• DATASET RECORDS

——————————

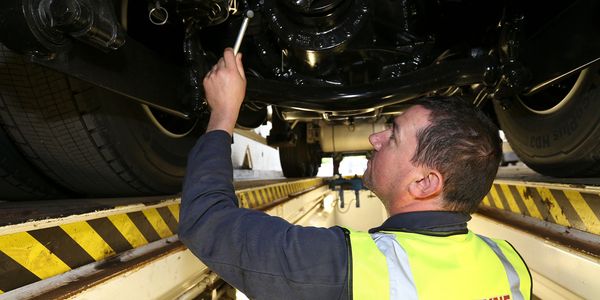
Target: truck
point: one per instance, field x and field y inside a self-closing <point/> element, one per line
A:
<point x="104" y="97"/>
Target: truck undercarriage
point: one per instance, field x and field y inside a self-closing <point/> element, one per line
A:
<point x="71" y="68"/>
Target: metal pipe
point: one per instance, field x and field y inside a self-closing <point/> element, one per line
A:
<point x="238" y="41"/>
<point x="374" y="95"/>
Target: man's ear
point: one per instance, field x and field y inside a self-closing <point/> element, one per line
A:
<point x="428" y="185"/>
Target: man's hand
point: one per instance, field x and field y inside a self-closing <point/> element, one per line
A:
<point x="225" y="87"/>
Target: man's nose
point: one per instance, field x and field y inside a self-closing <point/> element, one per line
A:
<point x="375" y="140"/>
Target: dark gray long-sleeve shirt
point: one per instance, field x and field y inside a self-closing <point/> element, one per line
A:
<point x="266" y="257"/>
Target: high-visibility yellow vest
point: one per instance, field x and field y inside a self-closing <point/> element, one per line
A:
<point x="403" y="265"/>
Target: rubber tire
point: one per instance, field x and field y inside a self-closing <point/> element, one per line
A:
<point x="19" y="180"/>
<point x="301" y="160"/>
<point x="564" y="143"/>
<point x="89" y="140"/>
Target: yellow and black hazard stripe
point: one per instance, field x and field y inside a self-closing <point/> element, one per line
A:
<point x="30" y="256"/>
<point x="563" y="205"/>
<point x="260" y="197"/>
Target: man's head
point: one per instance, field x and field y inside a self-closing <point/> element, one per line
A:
<point x="440" y="154"/>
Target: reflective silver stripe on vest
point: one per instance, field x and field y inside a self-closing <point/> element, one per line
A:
<point x="402" y="284"/>
<point x="513" y="277"/>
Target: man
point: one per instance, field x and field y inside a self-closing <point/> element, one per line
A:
<point x="431" y="169"/>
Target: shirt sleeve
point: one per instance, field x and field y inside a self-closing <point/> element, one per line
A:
<point x="263" y="256"/>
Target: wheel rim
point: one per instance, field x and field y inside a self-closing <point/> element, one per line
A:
<point x="170" y="125"/>
<point x="557" y="96"/>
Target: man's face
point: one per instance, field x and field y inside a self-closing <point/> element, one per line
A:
<point x="390" y="168"/>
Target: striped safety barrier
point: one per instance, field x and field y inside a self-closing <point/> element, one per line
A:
<point x="570" y="206"/>
<point x="45" y="248"/>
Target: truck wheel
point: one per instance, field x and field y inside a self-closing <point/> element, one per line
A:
<point x="19" y="180"/>
<point x="301" y="160"/>
<point x="89" y="140"/>
<point x="557" y="131"/>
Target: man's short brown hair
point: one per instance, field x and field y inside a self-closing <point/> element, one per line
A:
<point x="463" y="144"/>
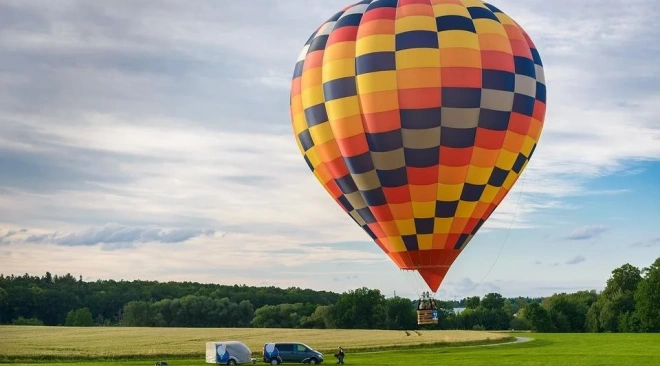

——————————

• TASK TO CARRY OUT
Put every line of the data above into a JSON list of strings, one string per line, skipping blank lines and leaving out the pictures.

• TASK OUTPUT
[
  "Target: truck",
  "point: one per instance, field x and field y inside a self-closing <point/> element, one per line",
  "A:",
  "<point x=\"104\" y=\"97\"/>",
  "Target: truck undercarriage",
  "point: one per instance, field x and field y inside a self-closing <point/> element, one per line",
  "A:",
  "<point x=\"71\" y=\"68\"/>",
  "Target: metal pipe",
  "point: one per instance, field x and field y inside a self-closing <point/> element, one per line",
  "A:",
  "<point x=\"238\" y=\"41\"/>",
  "<point x=\"374\" y=\"95\"/>",
  "Target: man's ear",
  "point: one per instance, field x and field y inside a self-closing <point/> element, one per line",
  "A:",
  "<point x=\"428\" y=\"185\"/>",
  "Target: man's hand",
  "point: one per instance, field x and field y inside a self-closing <point/> element, one per line",
  "A:",
  "<point x=\"225\" y=\"87\"/>",
  "Target: man's nose",
  "point: one per instance, field x and field y inside a self-closing <point/> element, one per line",
  "A:",
  "<point x=\"375\" y=\"140\"/>",
  "Target: dark gray long-sleeve shirt",
  "point: one per instance, field x and field y inside a self-closing <point/> element, one per line",
  "A:",
  "<point x=\"266\" y=\"257\"/>",
  "Target: high-visibility yellow vest",
  "point: one per instance, field x and field y inside a self-closing <point/> element, one per line",
  "A:",
  "<point x=\"403\" y=\"265\"/>",
  "Target: rubber tire",
  "point: one per instance, field x and field y inside a self-closing <point/> element, one per line",
  "A:",
  "<point x=\"19\" y=\"180\"/>",
  "<point x=\"301\" y=\"160\"/>",
  "<point x=\"564\" y=\"143\"/>",
  "<point x=\"89\" y=\"140\"/>",
  "Target: yellow and black hazard stripe",
  "point: one per instance, field x and field y inside a self-closing <point/> element, one per line",
  "A:",
  "<point x=\"30\" y=\"256\"/>",
  "<point x=\"563\" y=\"205\"/>",
  "<point x=\"260\" y=\"197\"/>",
  "Target: man's head",
  "point: one per instance, field x and field y inside a self-closing <point/> element, one per line",
  "A:",
  "<point x=\"440\" y=\"154\"/>",
  "Target: reflective silver stripe on vest",
  "point: one per instance, field x and field y inside a self-closing <point/> element, one per line",
  "A:",
  "<point x=\"402\" y=\"284\"/>",
  "<point x=\"513\" y=\"277\"/>",
  "Target: man",
  "point: one per instance, field x and field y inside a self-closing <point/> element, one per line",
  "A:",
  "<point x=\"431\" y=\"169\"/>",
  "Target: shirt sleeve",
  "point: one per instance, field x and field y inside a self-closing <point/> element, one per line",
  "A:",
  "<point x=\"263\" y=\"256\"/>",
  "Target: wheel rim",
  "point: one per instance, field x and field y inside a self-closing <point/> element, one per line",
  "A:",
  "<point x=\"170\" y=\"125\"/>",
  "<point x=\"557\" y=\"96\"/>",
  "Target: man's face",
  "point: one per instance, field x and field y inside a self-closing <point/> element, one per line",
  "A:",
  "<point x=\"390\" y=\"168\"/>",
  "Target: striped safety barrier",
  "point: one per instance, field x and field y inside a self-closing <point/> element, one per line",
  "A:",
  "<point x=\"570\" y=\"206\"/>",
  "<point x=\"45\" y=\"248\"/>",
  "Target: truck wheel",
  "point: one per instance, field x and field y inside a self-closing <point/> element, one per line",
  "A:",
  "<point x=\"19\" y=\"180\"/>",
  "<point x=\"301\" y=\"160\"/>",
  "<point x=\"89\" y=\"140\"/>",
  "<point x=\"557\" y=\"131\"/>",
  "Target: man's short brown hair",
  "point: one per instance, field x and field y inside a self-closing <point/> element, one per line",
  "A:",
  "<point x=\"463\" y=\"144\"/>"
]